(Phrase grounding data)
_ _ _ _ _ _ _

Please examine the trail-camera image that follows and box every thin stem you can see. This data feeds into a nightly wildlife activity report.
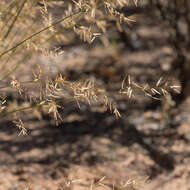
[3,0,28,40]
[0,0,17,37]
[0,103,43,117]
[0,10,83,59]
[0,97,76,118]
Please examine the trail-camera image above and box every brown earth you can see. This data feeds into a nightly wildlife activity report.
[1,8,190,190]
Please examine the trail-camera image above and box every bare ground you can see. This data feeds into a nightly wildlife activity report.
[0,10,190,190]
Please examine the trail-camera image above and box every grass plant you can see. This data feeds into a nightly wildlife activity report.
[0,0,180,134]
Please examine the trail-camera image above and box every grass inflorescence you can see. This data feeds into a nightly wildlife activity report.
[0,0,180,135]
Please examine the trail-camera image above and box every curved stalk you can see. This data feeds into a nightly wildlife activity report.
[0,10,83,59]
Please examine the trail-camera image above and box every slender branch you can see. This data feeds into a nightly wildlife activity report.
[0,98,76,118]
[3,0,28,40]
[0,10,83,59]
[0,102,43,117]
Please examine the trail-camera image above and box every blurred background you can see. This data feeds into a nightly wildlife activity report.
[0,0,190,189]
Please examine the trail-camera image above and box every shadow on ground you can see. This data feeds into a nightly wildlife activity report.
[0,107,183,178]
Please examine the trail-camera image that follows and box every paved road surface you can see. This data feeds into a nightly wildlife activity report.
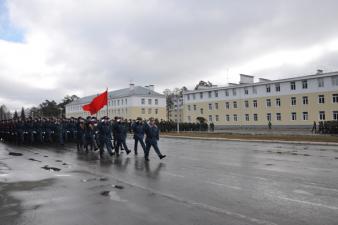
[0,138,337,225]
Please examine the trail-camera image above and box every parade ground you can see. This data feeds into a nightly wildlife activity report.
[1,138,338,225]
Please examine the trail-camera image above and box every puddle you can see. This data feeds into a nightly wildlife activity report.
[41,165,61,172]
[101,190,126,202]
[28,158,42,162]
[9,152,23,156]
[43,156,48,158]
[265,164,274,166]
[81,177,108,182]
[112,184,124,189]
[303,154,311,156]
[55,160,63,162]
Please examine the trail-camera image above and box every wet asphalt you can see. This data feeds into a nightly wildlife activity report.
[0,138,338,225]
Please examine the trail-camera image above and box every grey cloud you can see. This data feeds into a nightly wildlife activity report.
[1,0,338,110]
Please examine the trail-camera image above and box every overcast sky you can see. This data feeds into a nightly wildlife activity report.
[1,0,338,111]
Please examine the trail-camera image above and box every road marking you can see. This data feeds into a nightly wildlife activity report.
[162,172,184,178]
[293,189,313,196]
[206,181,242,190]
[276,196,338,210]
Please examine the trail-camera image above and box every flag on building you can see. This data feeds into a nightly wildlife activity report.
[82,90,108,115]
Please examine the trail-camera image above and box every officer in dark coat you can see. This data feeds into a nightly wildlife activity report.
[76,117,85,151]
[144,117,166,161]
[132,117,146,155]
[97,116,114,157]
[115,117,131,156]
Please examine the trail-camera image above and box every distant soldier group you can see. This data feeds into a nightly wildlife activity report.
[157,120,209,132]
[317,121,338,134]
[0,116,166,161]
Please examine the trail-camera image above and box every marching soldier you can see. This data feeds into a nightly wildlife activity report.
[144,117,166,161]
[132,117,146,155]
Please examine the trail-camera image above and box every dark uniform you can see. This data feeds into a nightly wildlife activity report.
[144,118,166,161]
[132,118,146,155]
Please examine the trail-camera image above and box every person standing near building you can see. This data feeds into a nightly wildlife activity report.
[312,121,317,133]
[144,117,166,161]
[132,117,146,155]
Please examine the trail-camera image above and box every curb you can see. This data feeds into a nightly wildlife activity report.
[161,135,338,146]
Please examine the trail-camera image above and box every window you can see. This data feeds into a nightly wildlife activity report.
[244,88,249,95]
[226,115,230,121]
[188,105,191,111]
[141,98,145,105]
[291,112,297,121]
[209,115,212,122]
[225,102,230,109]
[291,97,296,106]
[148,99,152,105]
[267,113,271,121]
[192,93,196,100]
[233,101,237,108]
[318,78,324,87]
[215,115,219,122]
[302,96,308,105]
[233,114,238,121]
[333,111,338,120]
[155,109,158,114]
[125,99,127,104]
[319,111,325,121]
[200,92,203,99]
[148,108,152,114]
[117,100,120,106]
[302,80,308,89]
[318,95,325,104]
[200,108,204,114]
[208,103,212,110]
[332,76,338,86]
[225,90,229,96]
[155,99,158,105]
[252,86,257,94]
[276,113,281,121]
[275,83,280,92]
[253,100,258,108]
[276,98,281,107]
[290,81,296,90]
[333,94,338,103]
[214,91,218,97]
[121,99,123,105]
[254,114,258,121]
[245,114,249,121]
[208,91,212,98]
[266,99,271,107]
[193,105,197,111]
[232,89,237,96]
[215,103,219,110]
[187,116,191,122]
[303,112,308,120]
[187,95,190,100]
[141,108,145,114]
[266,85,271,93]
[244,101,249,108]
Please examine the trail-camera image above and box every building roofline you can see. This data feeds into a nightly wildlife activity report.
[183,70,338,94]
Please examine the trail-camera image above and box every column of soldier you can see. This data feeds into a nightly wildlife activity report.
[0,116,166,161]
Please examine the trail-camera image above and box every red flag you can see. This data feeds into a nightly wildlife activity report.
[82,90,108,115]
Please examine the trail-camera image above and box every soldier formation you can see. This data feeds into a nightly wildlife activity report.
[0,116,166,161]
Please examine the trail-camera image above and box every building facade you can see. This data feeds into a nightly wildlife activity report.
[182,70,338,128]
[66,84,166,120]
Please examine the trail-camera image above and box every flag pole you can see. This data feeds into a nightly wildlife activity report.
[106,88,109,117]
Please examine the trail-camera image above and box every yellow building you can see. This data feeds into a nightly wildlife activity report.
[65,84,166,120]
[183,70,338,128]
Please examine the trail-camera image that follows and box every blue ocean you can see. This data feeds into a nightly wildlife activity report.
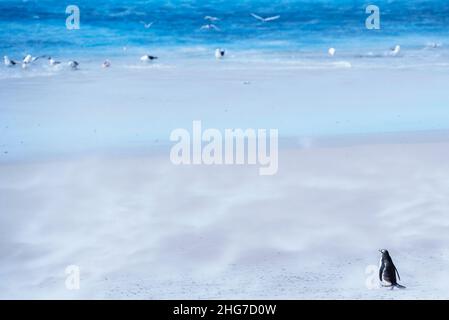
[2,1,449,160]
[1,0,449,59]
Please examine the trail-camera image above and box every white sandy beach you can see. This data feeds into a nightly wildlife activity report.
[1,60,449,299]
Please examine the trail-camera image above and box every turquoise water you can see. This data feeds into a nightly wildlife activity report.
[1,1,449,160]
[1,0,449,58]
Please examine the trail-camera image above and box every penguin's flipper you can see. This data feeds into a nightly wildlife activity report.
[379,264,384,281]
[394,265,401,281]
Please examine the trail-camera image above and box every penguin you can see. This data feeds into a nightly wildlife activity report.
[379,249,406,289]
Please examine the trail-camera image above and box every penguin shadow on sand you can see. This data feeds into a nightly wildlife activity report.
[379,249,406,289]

_ _ _ _ _ _ _

The data above must be reproduced exactly, without any of its pictures.

Please examine the trail-camera image that follows and box every thin stem you can see. This data feeds into a nightly wildlife activity report.
[3,0,28,40]
[0,0,17,37]
[0,103,43,117]
[0,10,83,59]
[0,97,76,118]
Please examine the trail-camera image above and box every brown earth you can see. This data feeds into a nightly wildlife activity report.
[1,8,190,190]
Please examine the trail-camera image above and box every bare ground you can see. This data feeds into a nightly wildlife activity report.
[0,10,190,190]
Please examine the trail-camera image above and box every grass plant you can see. This data feeds into a nightly wildlife activity report.
[0,0,180,134]
Please examine the trail-camera image above and box every grass inflorescence you can see. This data feeds into a nightly wildlife activity report.
[0,0,180,135]
Please examine the trail-camera image above and box every curved stalk you can see. This data feeds into a nightly wildlife activity report.
[0,10,83,59]
Please examine the trail-camera image above and box every slender branch you can see. This data feeds into a nightly wildlife activity report.
[0,98,76,118]
[3,0,28,40]
[0,10,83,59]
[0,102,43,117]
Please examine the trail-camera image above and box every blurred background you can see. This data feeds into a nightly wildlife activity report.
[0,0,190,189]
Please examine the trail-camera image above and box every shadow on ground you can see. This data feeds into a nightly wildlife activity report.
[0,107,183,178]
Please examine the trail-camera image that follows and box every paved road surface you can see. This data feeds into a nightly wildlife activity report.
[0,138,337,225]
Please examine the trail-camera image above and box every parade ground you can see. This data feeds into a nightly wildlife activity report.
[1,138,338,225]
Please examine the trail-camera image above and box every puddle you can see. This data feeds into a nightly wildlife activity report.
[41,165,61,172]
[101,190,126,202]
[28,158,42,162]
[9,152,23,156]
[43,156,48,158]
[265,164,274,166]
[81,177,108,182]
[112,184,124,189]
[303,154,311,156]
[55,160,63,162]
Please examine the trail-camera image above and box every wet asphalt you can see. This data feeds into a nightly wildlife activity report.
[0,138,338,225]
Please examine the trail-camera image above and box every grey cloud you can see. This data feeds into a nightly wildlife activity report.
[1,0,338,110]
Please examine the trail-camera image above and box every overcast sky you can see. This data feeds into a nightly wildlife activity report.
[1,0,338,111]
Please examine the trail-camera image above and box every road marking you can see. This data feeds into a nightly wildlife activity report.
[162,172,184,178]
[293,189,313,196]
[206,181,242,190]
[276,196,338,210]
Please examine the trail-camera image above and box every flag on building you can see. This data feeds into a nightly wildlife activity report.
[82,90,108,115]
Please examine the trail-camera image above and box every officer in dark coat you can see. This data feeds into a nightly wildlife activity report.
[76,117,85,151]
[144,117,166,161]
[132,117,146,155]
[97,116,114,157]
[115,117,131,156]
Please examine the trail-camera image above and box every distant soldier group you can see. This data feeds into a nightly wildlife activity report.
[157,120,209,132]
[317,121,338,134]
[0,116,166,161]
Please examine the trail-camera image above and box every marching soldier you can see. This data feeds into a nightly wildlife activity report.
[144,117,166,161]
[132,117,146,155]
Please examine the trail-camera image above and box every dark uniform you can see. This data feeds into a nightly wildlife activity report.
[144,118,166,161]
[132,118,146,155]
Please examine the trail-camera image above and box every person standing near building you can see. This data feeds into a nightly wildlife activity report.
[312,121,317,133]
[144,117,166,161]
[132,117,146,155]
Please examine the trail-camera image above and box every curb you can see. This data feeds into a nightly wildlife activity report.
[161,135,338,146]
Please examine the trail-camera image above and box every window you can see. This data feeds into a nightly wildlife activity report.
[244,88,249,95]
[226,115,230,121]
[188,105,191,111]
[141,98,145,105]
[291,112,297,121]
[209,115,212,122]
[225,102,230,109]
[291,97,296,106]
[148,99,152,105]
[267,113,271,121]
[192,93,196,100]
[233,101,237,108]
[318,78,324,87]
[215,115,219,122]
[302,96,308,105]
[233,114,238,121]
[333,111,338,120]
[155,109,158,114]
[125,99,127,104]
[319,111,325,121]
[200,92,203,99]
[148,108,152,114]
[117,100,120,106]
[302,80,308,89]
[318,95,325,104]
[200,108,204,114]
[208,103,212,110]
[332,76,338,86]
[225,90,229,96]
[155,99,158,105]
[252,86,257,94]
[276,113,281,121]
[275,83,280,92]
[253,100,258,108]
[276,98,281,107]
[290,81,296,90]
[333,94,338,103]
[214,91,218,97]
[121,99,123,105]
[254,114,258,121]
[245,114,249,121]
[208,91,212,98]
[266,99,271,107]
[193,105,197,111]
[232,89,237,96]
[215,103,219,110]
[187,116,191,122]
[303,112,308,120]
[187,95,190,100]
[141,108,145,114]
[266,85,271,93]
[244,101,249,108]
Please examine the trail-camera image above and box every building roofline you can see. This data feeds into a nightly wildlife activity report.
[183,70,338,94]
Please examine the trail-camera image above and box every column of soldier you can see. This data feeds into a nightly wildlife activity report.
[0,116,166,161]
Please examine the trail-camera image above and box every red flag you can see. This data feeds into a nightly wildlife activity report.
[82,90,108,115]
Please examine the trail-camera image above and box every soldier formation you can see. This data feeds into a nightly wildlife activity report.
[0,116,166,161]
Please examine the trail-camera image above and box every building facade you can see. This data feeds into a nightly wildlife activity report.
[182,70,338,128]
[66,84,166,120]
Please examine the trail-camera image above and box every flag pole you can see. This data feeds into a nightly wildlife activity report.
[106,88,109,117]
Please examine the trail-camera image above and box every yellow building you can see. This data feeds into a nightly wildlife activity report.
[65,84,166,120]
[183,70,338,128]
Please examine the trail-camera image that follows and box every blue ocean you can see. This data feeds into a nightly wildlife activity report.
[2,1,449,160]
[1,0,449,59]
Please examine the trail-camera image above and box every white sandy beach you can see. This data feeds into a nightly wildlife activity report.
[1,60,449,299]
Please examine the trail-camera image above and box every turquoise water you can see. This data feeds into a nightly wildlife activity report.
[1,1,449,160]
[1,0,449,58]
Please examine the trail-camera image above and box every penguin's flipper you can see. This data feeds into a nightly wildlife activity report.
[379,264,384,281]
[394,265,401,281]
Please examine the trail-camera image above and box every penguin you can see. This data feeds into a nightly wildlife activity report.
[379,249,406,289]
Please examine the trail-camera image above and box every penguin shadow on sand you can see. This data feeds into a nightly wildlife activity report.
[379,249,406,289]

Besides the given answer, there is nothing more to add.